- **Excerpted passage**:
# freaked out cockatiel, what can i do??



## ally (Jun 16, 2012)

i read so many bird books before i got Puff. they all said that birds where sweet, trusting animals that would give unconditional love. I think something went wrong with my little girl. we got her from a pet store down the street, she was on sale. that should have been my first clue. she's been very un-trusting since i got her, always seeming on edge. but eventually she calmed down enough to have a relationship with me. she was not the cuddly baby i thought she would be, but we got along (on her terms). then we went on a vacation for three days. we had a friend take care of her food-wise, but i thought it unwise to let him take her out, being a stranger to her. when we got back, i took her out for some much-needed freedom. our patio is screened in, and i take her out there on warm days. it has never bothered her before now. she went INSANE out there. she screamed like i've never heard before. she flew into walls. she flew into doors. she flew into anything and everything she could. i scooped her up before she could cause herself any serious brain-damage and quickly went back inside, but she got loose again before i could get her in her cage. in the fray that ensued, there was one badly bitten finger, one very damaged bird, and a shattered trust that i am not sure i can get back. is it something that happened to her before we got her that made her that way? is there anything i can do? her attitude towards me was getting bad even before we went on vacation (she would not even sit on my finger), so can it be more than us leaving? i have no idea what to do. we never got that bond that normal bird owners and their pets have, but its never been at this extreme before. i have seriously been considering giving her to someone who understands her needs better. to give her a better home since shes not very attached to me anyway. but if i can do anything to prevent that outcome, i will. please help. i need any and all advice i can get.


----------



## ally (Jun 16, 2012)

sorry if this post is abnormally long :/


----------



## xNx (Jun 6, 2012)

Good practice not to double post on any forum, anyway:

Give the bird some rest and try and start the taming process again.
Keep a close eye on the bird to see if it has any injuries, if in doubt invest in a vet appointment.


----------



## hanna (Apr 14, 2012)

Hi, I learned that tiels are very forgiving birds.

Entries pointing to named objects
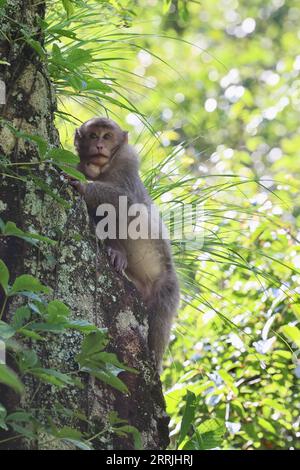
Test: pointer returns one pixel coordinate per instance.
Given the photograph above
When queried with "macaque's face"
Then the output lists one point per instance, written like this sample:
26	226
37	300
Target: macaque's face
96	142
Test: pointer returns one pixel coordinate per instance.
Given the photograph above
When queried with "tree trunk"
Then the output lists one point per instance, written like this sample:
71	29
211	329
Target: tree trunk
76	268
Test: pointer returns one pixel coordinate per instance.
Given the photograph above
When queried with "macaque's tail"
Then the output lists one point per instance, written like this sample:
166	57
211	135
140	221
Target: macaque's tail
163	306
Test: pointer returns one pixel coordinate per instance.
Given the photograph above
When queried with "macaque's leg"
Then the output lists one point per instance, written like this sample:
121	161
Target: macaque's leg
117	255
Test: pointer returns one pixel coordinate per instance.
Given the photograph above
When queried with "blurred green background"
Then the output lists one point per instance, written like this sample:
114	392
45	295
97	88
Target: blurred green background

==

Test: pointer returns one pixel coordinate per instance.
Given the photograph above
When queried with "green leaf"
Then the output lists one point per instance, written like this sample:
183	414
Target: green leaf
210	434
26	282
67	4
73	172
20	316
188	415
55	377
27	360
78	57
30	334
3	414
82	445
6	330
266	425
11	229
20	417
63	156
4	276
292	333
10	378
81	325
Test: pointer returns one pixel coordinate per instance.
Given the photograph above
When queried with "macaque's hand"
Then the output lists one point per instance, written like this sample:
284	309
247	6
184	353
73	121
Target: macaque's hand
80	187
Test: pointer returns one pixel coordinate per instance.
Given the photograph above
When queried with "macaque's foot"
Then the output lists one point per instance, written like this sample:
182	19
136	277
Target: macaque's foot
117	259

...

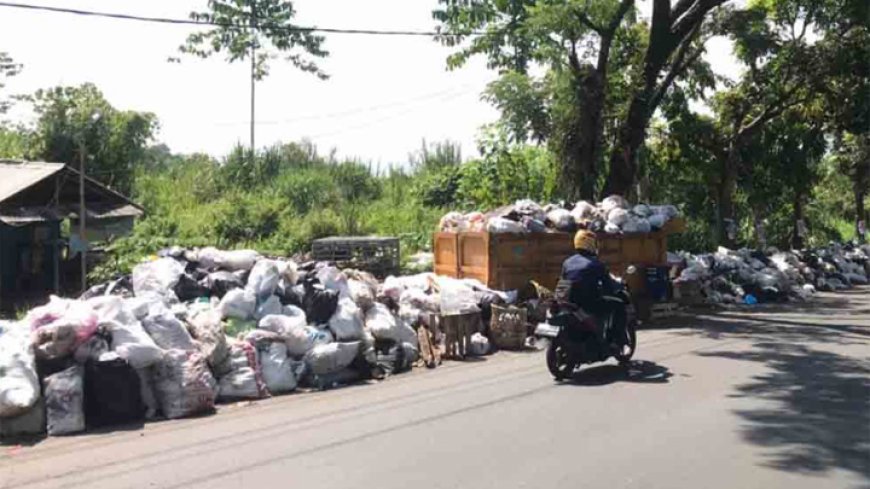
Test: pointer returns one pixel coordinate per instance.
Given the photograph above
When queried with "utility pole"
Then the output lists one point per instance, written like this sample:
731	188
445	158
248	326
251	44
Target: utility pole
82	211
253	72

- **Required work**:
A) Decide whether each statement below agrees with the cockatiel thread, and answer yes or no for each with the deciding words of the thread quoted exactly: (i) Puff was bought on sale from a pet store. (ii) The friend who fed Puff during the vacation also took her out of her cage. (iii) Being out on the patio had bothered Puff before this time.
B) Resume the cockatiel thread after its last sentence, carrying on hanna's reply.

- **Answers below**:
A)
(i) Yes: "we got her from a pet store down the street, she was on sale."
(ii) No: "i thought it unwise to let him take her out, being a stranger to her."
(iii) No: "it has never bothered her before now."

B)
Just out of gut feeling I would sit with her, reading sth in a soft voice, talking to her very calm, giving her her fav food, and when you look at her don't "stare" but blink, also go at her pace.

I am not sure if it is wise to rearrange the cage at this stage, but other more experienced members sure will be on shortly and give you more advice.

nobody knows why she behaves like this, but she may have had a very very bad experience with her previous owners, so may have a LOT od work to do with her, but again at her pace. Also it just comes into my mind and again let's see what other members opinion is: she may want a feathered friend....

GOOD LUCK and keep us updated please


----------



## meaggiedear (Nov 20, 2011)

Okay. Thread 1. You are probably going to need to start from scratch with your bird. This is a great way to start.

http://talkcockatiels.com/showthread.php?t=22073

Thread 2. This is how I "won over" my angry little sweetheart.

http://talkcockatiels.com/showthread.php?t=28661

Now, Some birds are not the cuddly sweethearts you want in a bird...

Take, for instance, my bird- Grey. 

I can't touch him or anything of the sorts... But I took it REALLY slow... It took me 5 months- Going at his pace to form a bond. You probably can't tell, but I can and it's there. The most I can do with him is he will step up when I ask and let me kiss his tummy (he pecks me on the nose though). But he trust me... I know this from working with him and learning him. He is a bad little bird, but I wouldn't give up on him for anything. 

This is how he acts.. ALL the time.
http://www.youtube.com/watch?v=jJeu6t_GTbg&feature=plcp

And sometimes, that's the bird's personality. But it's possible to form a trusting relationship with a bird that is weary of you, but it takes A LOT of time. Don't give up.


----------



## tielfan (Aug 31, 2008)

There is no such thing as unconditional love from a bird. They are prey animals in the wild so they are always alert to danger and they're inclined to be nervous. 

She went insane on the patio because she was afraid of something. Maybe it was something different about you, maybe it was some other animal she could see (like a hawk) or maybe it was something that no human would be able to figure out.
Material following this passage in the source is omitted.